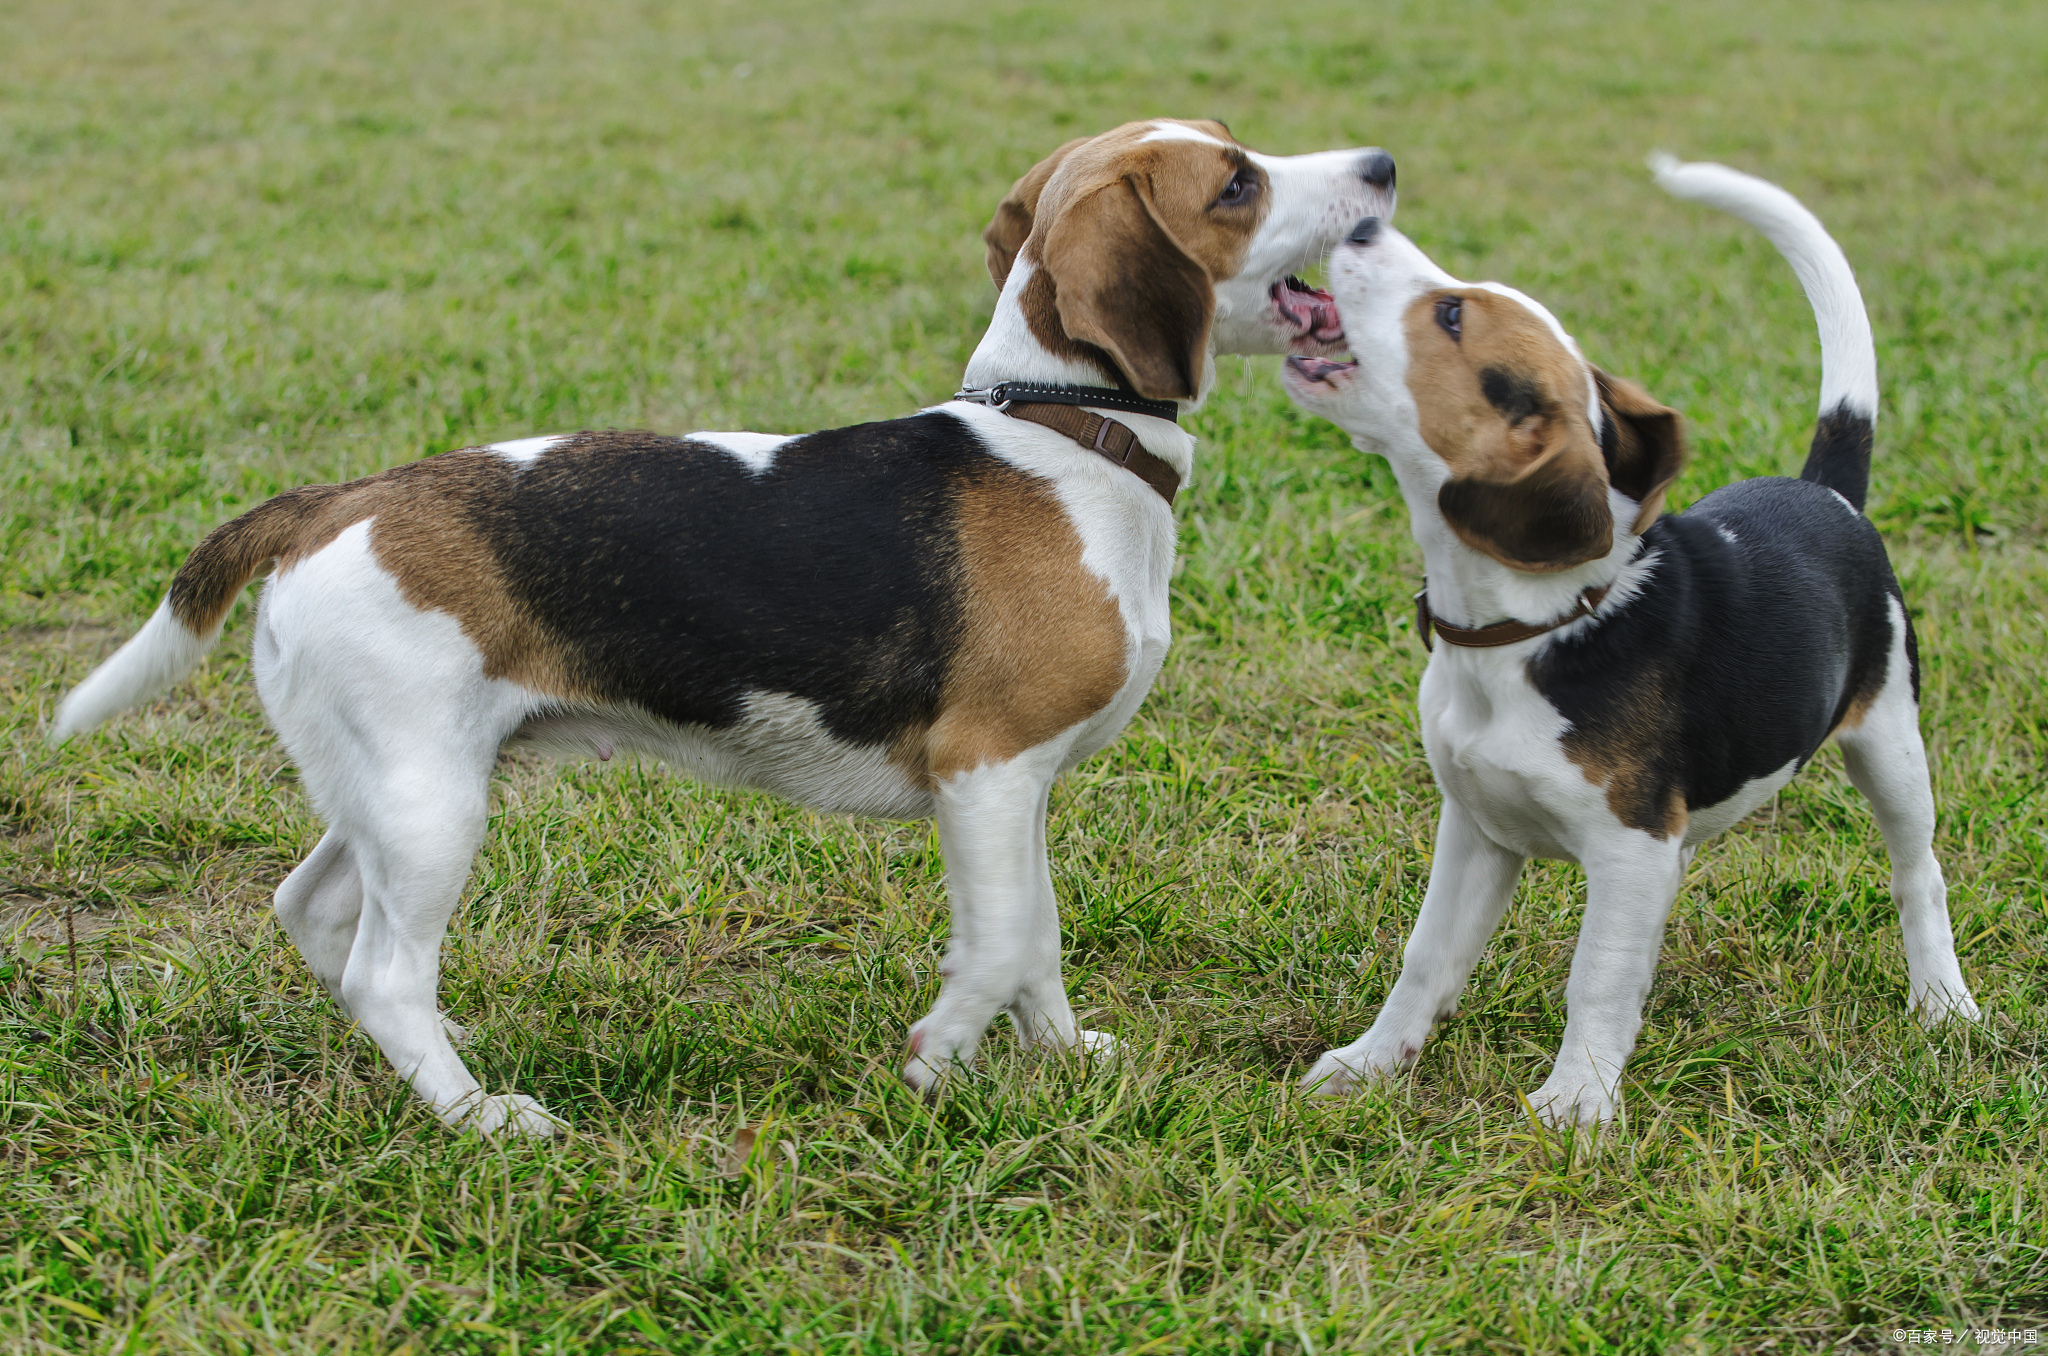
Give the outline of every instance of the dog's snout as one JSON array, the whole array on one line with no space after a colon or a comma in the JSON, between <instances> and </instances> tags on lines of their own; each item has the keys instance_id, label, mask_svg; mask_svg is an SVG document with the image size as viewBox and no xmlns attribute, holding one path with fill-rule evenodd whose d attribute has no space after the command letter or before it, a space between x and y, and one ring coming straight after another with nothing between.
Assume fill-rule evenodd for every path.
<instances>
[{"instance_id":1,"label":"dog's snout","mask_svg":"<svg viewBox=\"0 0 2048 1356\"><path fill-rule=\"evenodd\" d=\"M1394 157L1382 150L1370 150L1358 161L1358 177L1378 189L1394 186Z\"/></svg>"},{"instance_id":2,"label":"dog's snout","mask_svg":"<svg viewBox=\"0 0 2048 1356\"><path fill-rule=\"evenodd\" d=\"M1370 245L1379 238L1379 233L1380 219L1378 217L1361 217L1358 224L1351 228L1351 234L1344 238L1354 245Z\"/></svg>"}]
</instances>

^^^^^^^^^^^^^^^^

Retype each entry exactly as it appears, excluding any image.

■ Exercise solution:
Give the outline of every instance of the dog's snout as one JSON array, the whole array on one line with no space after a colon or a comma in the JSON, between <instances> and </instances> tags on lines of their own; each item has the keys instance_id, label, mask_svg; mask_svg is an SVG document with the image size as viewBox and no xmlns attribute, holding one path with fill-rule evenodd whose d attribute has no space after the command letter or before it, a space between x and y, and one ring coming straight after another with nothing between.
Assume fill-rule evenodd for every path.
<instances>
[{"instance_id":1,"label":"dog's snout","mask_svg":"<svg viewBox=\"0 0 2048 1356\"><path fill-rule=\"evenodd\" d=\"M1394 157L1382 150L1370 150L1358 161L1358 177L1378 189L1394 186Z\"/></svg>"},{"instance_id":2,"label":"dog's snout","mask_svg":"<svg viewBox=\"0 0 2048 1356\"><path fill-rule=\"evenodd\" d=\"M1370 245L1379 238L1379 233L1380 219L1378 217L1361 217L1358 224L1351 228L1351 234L1344 238L1354 245Z\"/></svg>"}]
</instances>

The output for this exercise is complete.